■ TASK GOAL:
Copy each line below in which the word "dirt" occurs.

■ Records contained in a dataset:
━━━━━━━━━━━━━━━━━━━━
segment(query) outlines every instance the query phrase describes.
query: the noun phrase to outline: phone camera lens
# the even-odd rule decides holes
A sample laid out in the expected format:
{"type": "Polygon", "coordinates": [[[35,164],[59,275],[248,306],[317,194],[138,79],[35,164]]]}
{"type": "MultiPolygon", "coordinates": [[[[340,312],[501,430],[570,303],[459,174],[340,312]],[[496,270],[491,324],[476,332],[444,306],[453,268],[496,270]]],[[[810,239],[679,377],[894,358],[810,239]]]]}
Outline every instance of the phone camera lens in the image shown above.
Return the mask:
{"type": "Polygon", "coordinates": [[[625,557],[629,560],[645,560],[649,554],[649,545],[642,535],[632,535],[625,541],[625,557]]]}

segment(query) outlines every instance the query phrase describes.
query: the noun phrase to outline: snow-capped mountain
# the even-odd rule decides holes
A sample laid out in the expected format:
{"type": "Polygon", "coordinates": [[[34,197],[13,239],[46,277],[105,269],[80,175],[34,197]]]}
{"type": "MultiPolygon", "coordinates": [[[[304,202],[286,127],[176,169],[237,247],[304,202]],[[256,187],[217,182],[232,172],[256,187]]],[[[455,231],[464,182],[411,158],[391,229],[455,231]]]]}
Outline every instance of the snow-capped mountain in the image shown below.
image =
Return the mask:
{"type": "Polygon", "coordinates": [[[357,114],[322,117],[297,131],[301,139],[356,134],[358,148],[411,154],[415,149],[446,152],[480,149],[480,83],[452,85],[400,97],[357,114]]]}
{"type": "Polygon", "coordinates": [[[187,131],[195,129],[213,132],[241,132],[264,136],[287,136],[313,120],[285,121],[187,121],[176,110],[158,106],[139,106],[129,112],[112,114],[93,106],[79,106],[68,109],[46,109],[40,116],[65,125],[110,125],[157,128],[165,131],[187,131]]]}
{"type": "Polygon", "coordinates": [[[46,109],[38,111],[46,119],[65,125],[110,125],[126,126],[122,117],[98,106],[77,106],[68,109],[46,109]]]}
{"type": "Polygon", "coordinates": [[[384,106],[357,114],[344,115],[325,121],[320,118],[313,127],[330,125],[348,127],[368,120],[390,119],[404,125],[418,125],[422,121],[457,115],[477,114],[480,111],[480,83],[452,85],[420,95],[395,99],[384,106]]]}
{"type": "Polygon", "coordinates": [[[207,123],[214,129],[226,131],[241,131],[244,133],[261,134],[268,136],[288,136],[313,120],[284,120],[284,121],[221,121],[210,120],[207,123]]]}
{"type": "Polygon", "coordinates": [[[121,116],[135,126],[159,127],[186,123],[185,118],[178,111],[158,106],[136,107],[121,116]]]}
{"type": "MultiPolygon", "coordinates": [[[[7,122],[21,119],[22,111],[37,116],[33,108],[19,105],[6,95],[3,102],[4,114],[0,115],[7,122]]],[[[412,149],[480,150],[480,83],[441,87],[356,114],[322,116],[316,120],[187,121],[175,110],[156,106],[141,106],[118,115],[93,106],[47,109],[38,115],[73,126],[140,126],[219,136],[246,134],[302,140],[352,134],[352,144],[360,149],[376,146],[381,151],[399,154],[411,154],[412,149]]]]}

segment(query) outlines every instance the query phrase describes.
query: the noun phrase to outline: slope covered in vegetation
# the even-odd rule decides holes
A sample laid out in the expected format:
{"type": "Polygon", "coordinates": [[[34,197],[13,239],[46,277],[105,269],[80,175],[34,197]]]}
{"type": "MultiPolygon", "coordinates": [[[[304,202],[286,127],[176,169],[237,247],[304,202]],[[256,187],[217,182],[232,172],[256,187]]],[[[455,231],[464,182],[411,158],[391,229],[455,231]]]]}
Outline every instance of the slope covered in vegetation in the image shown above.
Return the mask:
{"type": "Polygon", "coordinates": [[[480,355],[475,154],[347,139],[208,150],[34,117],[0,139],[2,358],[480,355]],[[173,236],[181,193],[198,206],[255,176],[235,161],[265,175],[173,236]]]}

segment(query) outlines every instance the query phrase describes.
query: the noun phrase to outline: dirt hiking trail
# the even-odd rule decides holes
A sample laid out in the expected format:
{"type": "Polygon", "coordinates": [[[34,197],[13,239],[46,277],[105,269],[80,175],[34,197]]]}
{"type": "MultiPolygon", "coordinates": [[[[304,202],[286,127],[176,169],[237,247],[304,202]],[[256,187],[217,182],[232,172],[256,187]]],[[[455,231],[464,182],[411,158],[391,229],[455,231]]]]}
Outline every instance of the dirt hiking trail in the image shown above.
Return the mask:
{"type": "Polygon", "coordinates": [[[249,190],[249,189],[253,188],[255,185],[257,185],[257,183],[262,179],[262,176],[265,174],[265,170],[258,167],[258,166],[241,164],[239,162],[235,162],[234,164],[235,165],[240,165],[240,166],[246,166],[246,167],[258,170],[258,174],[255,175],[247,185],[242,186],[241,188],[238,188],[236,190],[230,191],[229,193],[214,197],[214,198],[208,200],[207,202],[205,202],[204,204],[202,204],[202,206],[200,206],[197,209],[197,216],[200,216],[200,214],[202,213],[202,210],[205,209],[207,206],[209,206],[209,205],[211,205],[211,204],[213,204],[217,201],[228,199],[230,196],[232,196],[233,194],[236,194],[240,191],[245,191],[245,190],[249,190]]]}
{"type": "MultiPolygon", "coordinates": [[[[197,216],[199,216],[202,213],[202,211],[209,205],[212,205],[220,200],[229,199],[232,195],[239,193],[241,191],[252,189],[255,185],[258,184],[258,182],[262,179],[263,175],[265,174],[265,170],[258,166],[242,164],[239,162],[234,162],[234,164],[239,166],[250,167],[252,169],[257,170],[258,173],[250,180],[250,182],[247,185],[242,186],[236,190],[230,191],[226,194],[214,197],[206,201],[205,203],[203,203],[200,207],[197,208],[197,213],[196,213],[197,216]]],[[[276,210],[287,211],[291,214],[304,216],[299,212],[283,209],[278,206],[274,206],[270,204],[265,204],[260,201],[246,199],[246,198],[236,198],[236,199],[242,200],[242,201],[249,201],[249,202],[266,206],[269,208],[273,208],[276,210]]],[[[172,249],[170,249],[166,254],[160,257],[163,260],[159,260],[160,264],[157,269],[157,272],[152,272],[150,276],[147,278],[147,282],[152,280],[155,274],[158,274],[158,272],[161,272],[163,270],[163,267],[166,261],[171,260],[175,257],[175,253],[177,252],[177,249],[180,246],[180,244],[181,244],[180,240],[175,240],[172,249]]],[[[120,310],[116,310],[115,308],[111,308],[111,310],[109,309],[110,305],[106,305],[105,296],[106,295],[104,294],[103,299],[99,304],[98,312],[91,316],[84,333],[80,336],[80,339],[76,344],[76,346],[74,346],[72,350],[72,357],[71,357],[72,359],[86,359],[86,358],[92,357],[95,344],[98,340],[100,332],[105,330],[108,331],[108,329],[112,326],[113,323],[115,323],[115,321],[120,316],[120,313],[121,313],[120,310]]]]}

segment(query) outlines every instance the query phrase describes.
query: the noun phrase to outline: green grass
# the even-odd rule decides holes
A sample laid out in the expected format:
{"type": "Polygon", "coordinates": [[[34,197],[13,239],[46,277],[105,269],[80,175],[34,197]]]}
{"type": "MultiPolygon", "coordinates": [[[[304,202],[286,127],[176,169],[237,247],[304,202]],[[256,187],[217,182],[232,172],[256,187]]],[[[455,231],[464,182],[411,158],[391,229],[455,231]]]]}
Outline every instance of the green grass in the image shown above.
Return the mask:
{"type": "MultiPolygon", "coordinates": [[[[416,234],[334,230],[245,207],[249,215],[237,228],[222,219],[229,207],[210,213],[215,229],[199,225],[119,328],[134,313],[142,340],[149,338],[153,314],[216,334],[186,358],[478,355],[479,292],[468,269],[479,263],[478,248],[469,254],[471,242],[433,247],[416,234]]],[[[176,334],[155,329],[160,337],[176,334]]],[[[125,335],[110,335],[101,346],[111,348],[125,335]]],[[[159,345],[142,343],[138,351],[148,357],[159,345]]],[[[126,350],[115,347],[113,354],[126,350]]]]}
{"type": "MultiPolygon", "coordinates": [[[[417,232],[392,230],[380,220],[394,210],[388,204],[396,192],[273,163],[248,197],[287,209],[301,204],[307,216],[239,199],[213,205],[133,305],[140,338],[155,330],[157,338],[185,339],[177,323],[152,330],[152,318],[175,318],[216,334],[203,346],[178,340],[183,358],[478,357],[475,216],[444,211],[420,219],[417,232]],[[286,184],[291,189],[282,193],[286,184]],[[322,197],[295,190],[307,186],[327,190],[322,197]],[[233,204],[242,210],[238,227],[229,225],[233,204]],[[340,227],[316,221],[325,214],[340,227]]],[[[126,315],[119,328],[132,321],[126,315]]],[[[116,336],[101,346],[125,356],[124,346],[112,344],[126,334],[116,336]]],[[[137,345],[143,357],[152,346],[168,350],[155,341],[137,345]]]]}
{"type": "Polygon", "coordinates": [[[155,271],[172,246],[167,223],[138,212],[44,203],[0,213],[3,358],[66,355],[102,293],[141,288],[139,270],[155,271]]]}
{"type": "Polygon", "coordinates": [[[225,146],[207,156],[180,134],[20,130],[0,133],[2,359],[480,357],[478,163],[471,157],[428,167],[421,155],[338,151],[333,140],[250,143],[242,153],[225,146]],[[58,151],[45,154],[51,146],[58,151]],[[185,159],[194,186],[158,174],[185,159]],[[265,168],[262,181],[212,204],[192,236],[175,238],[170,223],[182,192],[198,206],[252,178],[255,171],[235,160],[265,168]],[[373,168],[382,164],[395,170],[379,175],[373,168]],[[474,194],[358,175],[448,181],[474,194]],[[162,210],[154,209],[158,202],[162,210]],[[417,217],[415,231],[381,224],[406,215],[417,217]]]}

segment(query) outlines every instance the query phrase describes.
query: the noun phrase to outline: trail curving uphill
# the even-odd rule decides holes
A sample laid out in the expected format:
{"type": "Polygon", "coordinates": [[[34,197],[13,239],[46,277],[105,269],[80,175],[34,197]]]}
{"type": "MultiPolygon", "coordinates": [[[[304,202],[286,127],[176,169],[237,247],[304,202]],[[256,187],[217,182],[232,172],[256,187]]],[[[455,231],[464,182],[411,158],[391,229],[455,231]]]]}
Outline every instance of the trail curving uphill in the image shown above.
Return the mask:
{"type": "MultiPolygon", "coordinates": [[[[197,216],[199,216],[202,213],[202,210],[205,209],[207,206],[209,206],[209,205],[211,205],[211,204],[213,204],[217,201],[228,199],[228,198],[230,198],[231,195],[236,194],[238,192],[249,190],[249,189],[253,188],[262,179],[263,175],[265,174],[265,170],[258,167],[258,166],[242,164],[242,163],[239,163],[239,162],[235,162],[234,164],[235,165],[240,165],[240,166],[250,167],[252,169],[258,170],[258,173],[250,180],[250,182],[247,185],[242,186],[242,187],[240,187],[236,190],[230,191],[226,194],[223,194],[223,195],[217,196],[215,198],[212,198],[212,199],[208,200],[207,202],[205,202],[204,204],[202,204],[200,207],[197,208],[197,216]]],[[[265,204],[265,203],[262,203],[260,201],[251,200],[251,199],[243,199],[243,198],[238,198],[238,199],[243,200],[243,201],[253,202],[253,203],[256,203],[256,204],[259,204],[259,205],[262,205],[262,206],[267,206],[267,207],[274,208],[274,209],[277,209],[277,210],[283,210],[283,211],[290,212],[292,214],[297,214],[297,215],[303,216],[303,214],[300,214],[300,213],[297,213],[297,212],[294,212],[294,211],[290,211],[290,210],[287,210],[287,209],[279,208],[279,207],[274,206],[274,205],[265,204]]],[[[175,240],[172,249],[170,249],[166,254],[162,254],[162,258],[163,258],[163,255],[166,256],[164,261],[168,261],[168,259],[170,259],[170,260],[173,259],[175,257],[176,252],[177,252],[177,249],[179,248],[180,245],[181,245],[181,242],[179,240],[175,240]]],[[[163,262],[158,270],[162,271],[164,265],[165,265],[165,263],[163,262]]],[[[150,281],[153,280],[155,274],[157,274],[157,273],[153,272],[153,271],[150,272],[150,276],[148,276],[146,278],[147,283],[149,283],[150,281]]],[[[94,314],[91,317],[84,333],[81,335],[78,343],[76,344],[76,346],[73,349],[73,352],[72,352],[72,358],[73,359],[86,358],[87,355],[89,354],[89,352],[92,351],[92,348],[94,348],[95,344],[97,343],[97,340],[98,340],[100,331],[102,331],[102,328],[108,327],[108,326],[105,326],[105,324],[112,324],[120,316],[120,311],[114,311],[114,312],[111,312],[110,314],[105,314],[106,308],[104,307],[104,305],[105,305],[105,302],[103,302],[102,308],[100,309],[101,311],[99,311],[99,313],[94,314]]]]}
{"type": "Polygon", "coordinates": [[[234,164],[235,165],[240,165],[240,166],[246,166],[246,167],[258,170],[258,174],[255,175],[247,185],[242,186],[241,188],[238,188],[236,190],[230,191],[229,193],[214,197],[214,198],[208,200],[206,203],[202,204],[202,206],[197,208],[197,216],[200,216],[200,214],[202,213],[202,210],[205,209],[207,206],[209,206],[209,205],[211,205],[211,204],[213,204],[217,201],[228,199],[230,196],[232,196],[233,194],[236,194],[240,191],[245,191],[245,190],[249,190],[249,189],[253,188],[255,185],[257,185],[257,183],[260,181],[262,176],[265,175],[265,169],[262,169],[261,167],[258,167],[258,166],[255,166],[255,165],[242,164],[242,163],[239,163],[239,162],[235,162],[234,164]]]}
━━━━━━━━━━━━━━━━━━━━
■ EXERCISE ANSWER:
query: the noun phrase to outline: dirt hiking trail
Outline every instance of the dirt hiking trail in the image shown above.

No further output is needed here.